*PROMPT*: Only the lines from the one containing "the small white" to the end of the material belong in your answer. Please copy them word for word.

*RECORD SET*:
⟨

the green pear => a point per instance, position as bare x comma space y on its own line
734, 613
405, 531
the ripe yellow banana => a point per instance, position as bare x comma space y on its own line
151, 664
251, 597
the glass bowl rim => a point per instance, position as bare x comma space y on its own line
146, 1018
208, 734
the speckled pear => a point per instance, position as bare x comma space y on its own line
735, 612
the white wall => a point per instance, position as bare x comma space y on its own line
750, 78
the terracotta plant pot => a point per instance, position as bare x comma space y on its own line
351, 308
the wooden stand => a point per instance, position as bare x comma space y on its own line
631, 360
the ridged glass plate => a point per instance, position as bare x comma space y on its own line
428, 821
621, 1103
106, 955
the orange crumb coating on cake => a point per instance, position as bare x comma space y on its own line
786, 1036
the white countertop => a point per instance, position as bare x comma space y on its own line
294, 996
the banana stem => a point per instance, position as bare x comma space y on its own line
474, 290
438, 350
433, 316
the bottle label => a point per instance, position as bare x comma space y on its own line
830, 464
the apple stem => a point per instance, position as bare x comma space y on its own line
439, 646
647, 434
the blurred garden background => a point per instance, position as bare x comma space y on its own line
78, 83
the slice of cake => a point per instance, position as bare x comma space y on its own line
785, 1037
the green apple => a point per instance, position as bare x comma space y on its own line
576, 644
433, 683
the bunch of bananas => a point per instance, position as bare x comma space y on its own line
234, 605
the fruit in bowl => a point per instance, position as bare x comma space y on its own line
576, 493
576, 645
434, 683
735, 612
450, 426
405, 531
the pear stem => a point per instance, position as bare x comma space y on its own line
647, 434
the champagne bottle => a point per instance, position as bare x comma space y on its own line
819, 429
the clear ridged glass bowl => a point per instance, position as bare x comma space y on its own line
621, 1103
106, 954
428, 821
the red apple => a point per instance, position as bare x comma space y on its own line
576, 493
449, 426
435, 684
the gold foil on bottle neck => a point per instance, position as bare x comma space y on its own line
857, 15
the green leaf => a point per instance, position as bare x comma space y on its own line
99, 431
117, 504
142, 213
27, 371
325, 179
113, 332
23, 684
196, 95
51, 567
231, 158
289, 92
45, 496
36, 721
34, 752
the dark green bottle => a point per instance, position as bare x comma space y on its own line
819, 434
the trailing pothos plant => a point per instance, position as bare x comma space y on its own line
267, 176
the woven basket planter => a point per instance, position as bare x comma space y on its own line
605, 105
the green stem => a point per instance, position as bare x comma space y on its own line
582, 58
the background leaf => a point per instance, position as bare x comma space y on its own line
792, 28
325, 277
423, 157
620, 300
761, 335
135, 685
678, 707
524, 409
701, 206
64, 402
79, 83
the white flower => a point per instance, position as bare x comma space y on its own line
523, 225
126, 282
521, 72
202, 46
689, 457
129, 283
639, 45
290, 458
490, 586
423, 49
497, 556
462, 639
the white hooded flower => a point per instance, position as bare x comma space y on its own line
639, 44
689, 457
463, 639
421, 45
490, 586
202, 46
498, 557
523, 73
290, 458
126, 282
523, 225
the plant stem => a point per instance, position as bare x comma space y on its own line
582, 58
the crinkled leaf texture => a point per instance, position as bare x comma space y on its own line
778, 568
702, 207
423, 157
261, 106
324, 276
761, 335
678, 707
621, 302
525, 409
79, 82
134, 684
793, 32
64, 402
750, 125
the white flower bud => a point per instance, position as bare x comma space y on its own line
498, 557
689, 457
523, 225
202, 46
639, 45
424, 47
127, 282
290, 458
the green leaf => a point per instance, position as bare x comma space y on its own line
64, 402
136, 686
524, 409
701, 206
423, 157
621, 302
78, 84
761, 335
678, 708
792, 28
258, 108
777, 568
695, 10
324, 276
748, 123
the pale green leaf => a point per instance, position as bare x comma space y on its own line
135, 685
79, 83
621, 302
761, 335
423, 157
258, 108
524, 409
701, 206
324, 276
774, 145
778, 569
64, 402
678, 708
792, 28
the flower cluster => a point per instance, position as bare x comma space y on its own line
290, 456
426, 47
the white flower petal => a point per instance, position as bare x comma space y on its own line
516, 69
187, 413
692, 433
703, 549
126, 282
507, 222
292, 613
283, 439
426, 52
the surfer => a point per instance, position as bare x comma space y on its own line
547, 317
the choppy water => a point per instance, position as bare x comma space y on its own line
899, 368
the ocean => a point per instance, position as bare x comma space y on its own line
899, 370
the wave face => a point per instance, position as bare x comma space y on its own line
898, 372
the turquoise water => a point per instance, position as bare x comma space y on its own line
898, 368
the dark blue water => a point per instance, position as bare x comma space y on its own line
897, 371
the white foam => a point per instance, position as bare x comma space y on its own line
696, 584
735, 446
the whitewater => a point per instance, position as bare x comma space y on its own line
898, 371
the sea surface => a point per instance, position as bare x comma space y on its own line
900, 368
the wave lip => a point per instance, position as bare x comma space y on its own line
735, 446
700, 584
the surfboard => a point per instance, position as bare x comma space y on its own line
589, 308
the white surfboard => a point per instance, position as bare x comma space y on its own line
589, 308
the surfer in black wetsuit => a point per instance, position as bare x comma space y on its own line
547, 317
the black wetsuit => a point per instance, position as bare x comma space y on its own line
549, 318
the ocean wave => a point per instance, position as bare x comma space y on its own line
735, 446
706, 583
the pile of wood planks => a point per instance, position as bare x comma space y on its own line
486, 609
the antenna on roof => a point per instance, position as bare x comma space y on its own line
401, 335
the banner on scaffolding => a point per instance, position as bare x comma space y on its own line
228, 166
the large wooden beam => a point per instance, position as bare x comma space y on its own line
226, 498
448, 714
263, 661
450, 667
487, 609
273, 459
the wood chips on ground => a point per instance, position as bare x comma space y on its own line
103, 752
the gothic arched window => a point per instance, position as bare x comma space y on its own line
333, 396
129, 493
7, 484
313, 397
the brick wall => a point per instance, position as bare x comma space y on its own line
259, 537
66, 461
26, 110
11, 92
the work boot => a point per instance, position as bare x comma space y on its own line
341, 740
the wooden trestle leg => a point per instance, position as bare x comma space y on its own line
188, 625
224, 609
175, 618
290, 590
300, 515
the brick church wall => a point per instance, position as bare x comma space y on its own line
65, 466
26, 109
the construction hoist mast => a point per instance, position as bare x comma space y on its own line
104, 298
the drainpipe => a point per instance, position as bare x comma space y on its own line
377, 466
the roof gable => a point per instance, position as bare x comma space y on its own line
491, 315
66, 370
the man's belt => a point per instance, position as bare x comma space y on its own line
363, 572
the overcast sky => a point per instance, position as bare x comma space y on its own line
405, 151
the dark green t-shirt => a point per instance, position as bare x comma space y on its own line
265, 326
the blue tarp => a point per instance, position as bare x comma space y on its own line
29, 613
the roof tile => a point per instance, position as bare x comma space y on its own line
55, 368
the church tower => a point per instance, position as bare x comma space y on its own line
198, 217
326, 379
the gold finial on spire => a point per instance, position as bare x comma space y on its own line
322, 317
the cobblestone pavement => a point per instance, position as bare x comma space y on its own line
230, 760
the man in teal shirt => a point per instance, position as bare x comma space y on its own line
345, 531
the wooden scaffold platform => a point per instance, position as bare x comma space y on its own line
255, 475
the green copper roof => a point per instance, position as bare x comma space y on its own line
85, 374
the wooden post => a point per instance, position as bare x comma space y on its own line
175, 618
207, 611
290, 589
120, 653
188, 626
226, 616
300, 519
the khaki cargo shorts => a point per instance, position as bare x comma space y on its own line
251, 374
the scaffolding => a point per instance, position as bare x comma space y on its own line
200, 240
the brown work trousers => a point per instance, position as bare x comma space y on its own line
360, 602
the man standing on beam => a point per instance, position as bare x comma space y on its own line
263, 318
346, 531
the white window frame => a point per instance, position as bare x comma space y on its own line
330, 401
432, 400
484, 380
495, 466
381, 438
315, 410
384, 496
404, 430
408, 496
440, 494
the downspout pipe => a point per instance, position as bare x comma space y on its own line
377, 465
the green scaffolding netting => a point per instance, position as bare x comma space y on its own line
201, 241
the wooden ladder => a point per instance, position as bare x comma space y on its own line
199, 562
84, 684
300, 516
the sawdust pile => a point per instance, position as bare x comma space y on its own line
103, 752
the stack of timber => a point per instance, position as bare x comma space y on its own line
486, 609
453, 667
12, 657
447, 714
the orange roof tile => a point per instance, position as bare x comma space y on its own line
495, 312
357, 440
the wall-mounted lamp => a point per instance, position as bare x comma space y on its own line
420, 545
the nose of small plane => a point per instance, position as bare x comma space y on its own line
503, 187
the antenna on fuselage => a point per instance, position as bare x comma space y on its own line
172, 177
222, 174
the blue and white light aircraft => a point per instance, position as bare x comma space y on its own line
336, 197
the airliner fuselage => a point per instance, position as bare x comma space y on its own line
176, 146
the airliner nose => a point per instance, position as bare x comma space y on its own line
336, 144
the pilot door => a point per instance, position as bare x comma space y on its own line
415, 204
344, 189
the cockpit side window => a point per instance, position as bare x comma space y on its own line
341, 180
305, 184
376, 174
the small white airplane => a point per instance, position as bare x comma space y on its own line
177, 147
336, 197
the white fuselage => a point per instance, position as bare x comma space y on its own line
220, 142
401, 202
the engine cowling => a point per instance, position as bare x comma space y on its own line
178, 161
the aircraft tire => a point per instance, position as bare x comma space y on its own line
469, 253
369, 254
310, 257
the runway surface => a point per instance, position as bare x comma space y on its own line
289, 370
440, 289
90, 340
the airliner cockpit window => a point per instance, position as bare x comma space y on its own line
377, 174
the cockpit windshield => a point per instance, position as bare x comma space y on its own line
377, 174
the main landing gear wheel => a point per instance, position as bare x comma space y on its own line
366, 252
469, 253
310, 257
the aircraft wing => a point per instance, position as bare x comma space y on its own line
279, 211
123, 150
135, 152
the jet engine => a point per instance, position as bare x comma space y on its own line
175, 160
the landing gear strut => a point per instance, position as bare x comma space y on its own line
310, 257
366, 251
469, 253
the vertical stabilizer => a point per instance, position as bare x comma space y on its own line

⟩

*THE ANSWER*:
the small white airplane => a point per instance, position as bare x comma space y on its own line
177, 147
336, 197
the white fuselage => a point per instance, position as bare x comma space y on its own line
220, 142
401, 202
the engine cowling => a point per instance, position as bare x comma space y on its own line
178, 161
the aircraft tire => a point per instance, position as bare x comma space y on its own line
469, 253
369, 254
310, 257
the runway surface => a point per instance, position as bare x comma space y on its own line
289, 370
440, 289
90, 340
the airliner cockpit window => a point per instance, position as bare x comma space y on its own line
377, 174
the cockpit windshield => a point per instance, position as bare x comma space y on its own line
377, 174
the main landing gear wheel => a point per instance, position as bare x comma space y on its own line
366, 252
469, 253
310, 257
the aircraft wing => a point per instance, position as bare x comma space y on its own line
279, 211
123, 150
135, 152
the jet engine => a point per instance, position as bare x comma space y on its own line
175, 160
the landing gear strut => a point per instance, position as bare x comma space y on its own line
310, 257
366, 251
469, 253
the vertical stabilizer => a point per instance, position as bare x comma space y on its own line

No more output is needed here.